**To-do list**
[A] Answer these questions using the article on AppGallery reviews:
(i) In what month and year did the US place Huawei on its entity list?
(ii) AppGallery Connect is called Huawei's equivalent of which two tools?
(iii) Besides the review text, what three details does Huawei show for a review?
[B] Write what comes next in the article on AppGallery reviews, picking up right after its last sentence.

**Source**
'''
The longer point is the one most developers miss. When people ask about answering reviews on the "other" stores, the honest answer is usually "you can monitor, but there's no real reply API." AppGallery breaks that pattern. It has a first-class Comments API, the same category of tool as App Store Connect's and Google Play's, which makes it a store you can actually automate, not just watch. Below: how to reply by hand, how the API works, the exact character rule, and where Huawei fits if you publish globally.

Why bother with AppGallery reviews at all?

Because a slice of your users can't reach you anywhere else. Since the US placed Huawei on its entity list in May 2019, Huawei phones released after that ship without Google Mobile Services — no Google Play, no Play Store reviews. On those devices, AppGallery is the default first-party store, and an AppGallery review is the only public feedback channel that user has. Ignore it and you're ignoring a market that literally cannot leave you a Play Store review.

That market skews toward China and a set of emerging regions where Huawei hardware stayed strong, so the reviews you get on AppGallery often arrive in languages and with expectations your App Store queue never surfaces. AppGallery is one of the largest app marketplaces outside Google's, serving hundreds of millions of Huawei-device users worldwide. Whatever the exact figure this year, the practical read is the same: if your app is on AppGallery, those reviews move a rating that real prospective users see, and nobody else is answering them for you.

How to reply in the AppGallery Connect console

The by-hand path lives in AppGallery Connect, Huawei's equivalent of App Store Connect and the Play Console. If you just want to answer a handful of reviews, you never touch the API.

  1. 1

    Step 1 — Open AppGallery Connect

    Sign in at the AppGallery Connect console with an account that has permission on the app. Reviews live under the app's user-operations area, in the Comments (ratings and reviews) section.

  2. 2

    Step 2 — Find the review

    Filter the comment list by rating or date and open the one you want to answer. Huawei shows the star rating, the review text, the device, and the app version it was left on — useful context for a grounded reply.
'''
**Supplied information**
'''
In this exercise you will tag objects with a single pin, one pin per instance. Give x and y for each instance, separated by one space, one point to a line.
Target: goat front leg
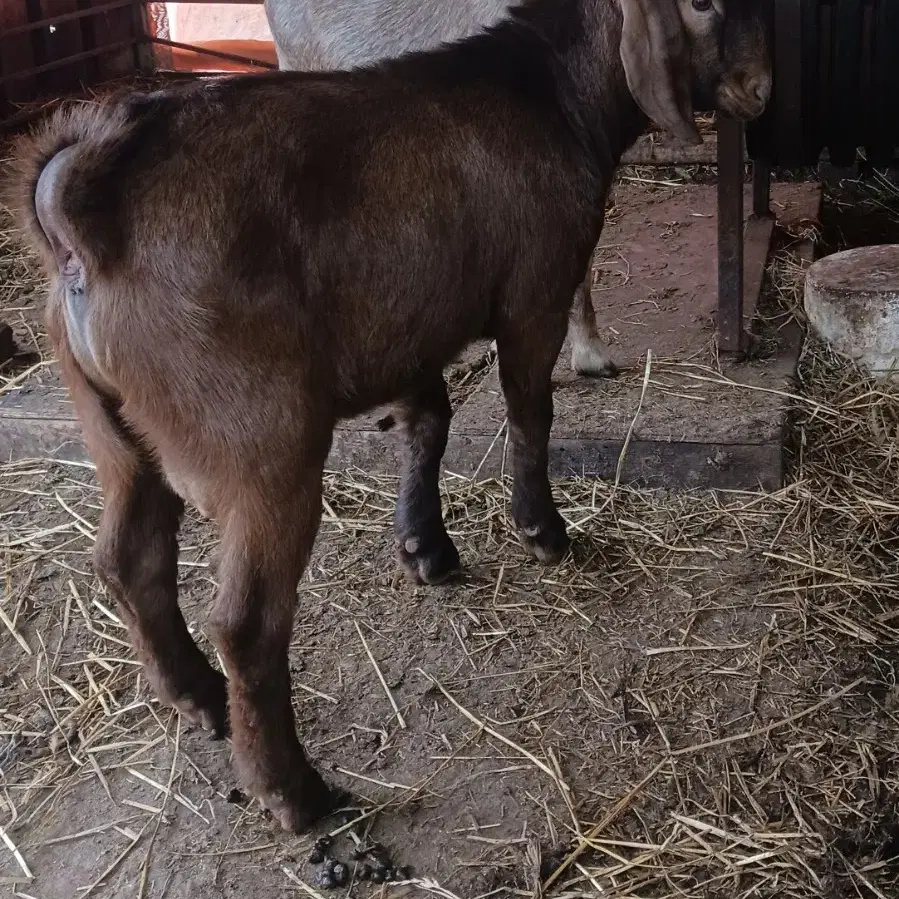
266 544
528 350
589 355
423 546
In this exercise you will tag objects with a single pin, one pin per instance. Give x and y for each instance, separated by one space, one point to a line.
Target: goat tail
98 130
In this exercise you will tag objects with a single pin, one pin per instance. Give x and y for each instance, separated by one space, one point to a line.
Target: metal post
730 234
761 188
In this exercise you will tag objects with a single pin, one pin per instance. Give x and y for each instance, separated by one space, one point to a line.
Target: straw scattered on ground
700 701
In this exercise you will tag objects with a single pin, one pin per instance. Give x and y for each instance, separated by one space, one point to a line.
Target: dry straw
748 748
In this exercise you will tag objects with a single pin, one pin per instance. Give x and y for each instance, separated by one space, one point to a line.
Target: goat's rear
236 265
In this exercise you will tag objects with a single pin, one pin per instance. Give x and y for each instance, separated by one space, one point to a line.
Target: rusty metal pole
761 188
730 234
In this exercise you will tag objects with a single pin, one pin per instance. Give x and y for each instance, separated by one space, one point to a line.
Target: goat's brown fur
236 265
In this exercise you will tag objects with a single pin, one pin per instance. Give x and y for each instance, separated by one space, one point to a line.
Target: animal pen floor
700 701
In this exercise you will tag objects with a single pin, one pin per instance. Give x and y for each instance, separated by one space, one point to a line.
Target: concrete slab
700 423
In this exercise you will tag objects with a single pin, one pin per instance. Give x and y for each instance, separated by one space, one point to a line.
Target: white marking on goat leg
589 355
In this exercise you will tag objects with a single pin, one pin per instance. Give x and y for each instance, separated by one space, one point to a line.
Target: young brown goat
237 265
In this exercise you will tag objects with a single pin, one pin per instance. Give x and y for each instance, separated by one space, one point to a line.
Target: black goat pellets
325 880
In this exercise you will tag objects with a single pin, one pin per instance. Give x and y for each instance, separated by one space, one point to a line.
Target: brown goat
238 264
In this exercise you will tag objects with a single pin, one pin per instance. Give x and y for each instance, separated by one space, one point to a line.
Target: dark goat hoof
548 544
207 706
429 561
303 805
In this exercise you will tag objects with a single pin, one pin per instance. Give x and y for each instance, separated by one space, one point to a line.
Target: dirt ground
700 701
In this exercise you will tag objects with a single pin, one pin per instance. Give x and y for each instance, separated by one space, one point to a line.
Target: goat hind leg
136 556
589 355
527 353
265 548
423 547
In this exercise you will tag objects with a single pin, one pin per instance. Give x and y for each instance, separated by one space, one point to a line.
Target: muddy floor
700 701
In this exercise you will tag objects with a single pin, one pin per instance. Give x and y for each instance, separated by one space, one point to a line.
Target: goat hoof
302 805
546 543
593 364
207 705
429 561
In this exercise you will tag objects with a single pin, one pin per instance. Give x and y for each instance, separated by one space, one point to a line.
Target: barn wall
52 48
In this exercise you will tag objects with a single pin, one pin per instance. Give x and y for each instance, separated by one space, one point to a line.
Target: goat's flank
235 265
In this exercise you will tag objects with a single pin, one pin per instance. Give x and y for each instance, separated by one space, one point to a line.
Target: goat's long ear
656 61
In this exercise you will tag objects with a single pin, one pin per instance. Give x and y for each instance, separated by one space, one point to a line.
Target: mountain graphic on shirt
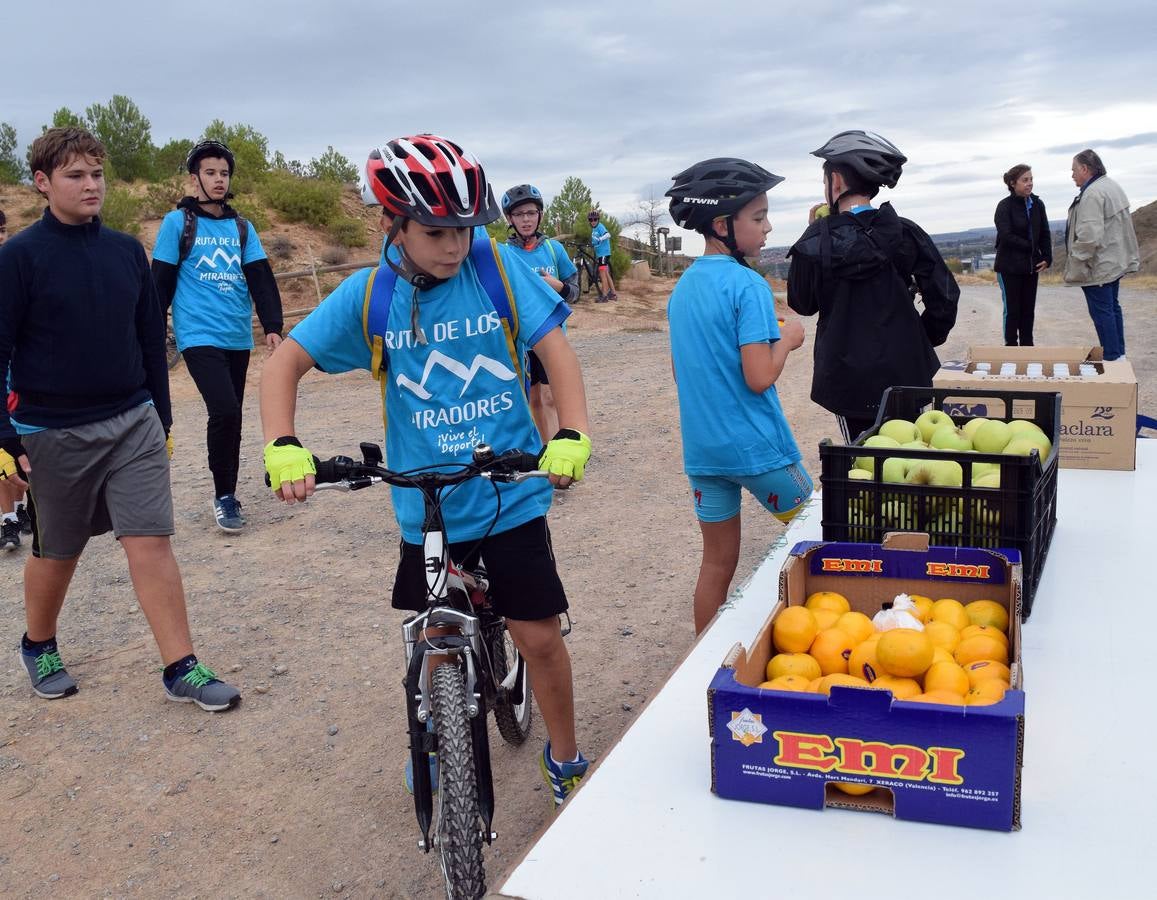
'''
**Expected results**
[A]
(i) May 2019
(ii) App Store Connect and the Play Console
(iii) The star rating, the device, and the app version it was left on

[B]
  3. 3

    Step 3 — Post your reply

    Type your response in the reply field. You can reply to an original comment once; if the user replies back, you can respond again and edit those follow-ups. Your reply then shows both in AppGallery Connect and publicly on AppGallery, listed under your developer identity.

  4. 4

    Step 4 — Keep it inside the rules

    Stay under 800 characters and don't route users to non-Huawei channels. That's a hard content rule, not a style tip; more on it below.

The AppGallery reply API, in practice

This is what makes AppGallery worth a developer's attention. Huawei's Connect API includes a Comments API that lets you pull the full comment list programmatically and post replies, the whole loop automated, the same way you would with the App Store Connect or Google Play reviews APIs. If you run reviews at any volume, or want an AI system drafting responses, this is the door.

Setup happens once. In AppGallery Connect you create an API client under the Connect API section: pick the Customer service role (that's the one scoped to review replies) and leave Project set to N/A so the client is created at team level. Tie it to a single project and the review-reply connection won't authenticate. Huawei hands you a Client ID and a Key. From there it's a two-call flow: exchange those for an access token (valid about 48 hours), then post your reply.

http
# 1. Get an access token (default validity ~48h)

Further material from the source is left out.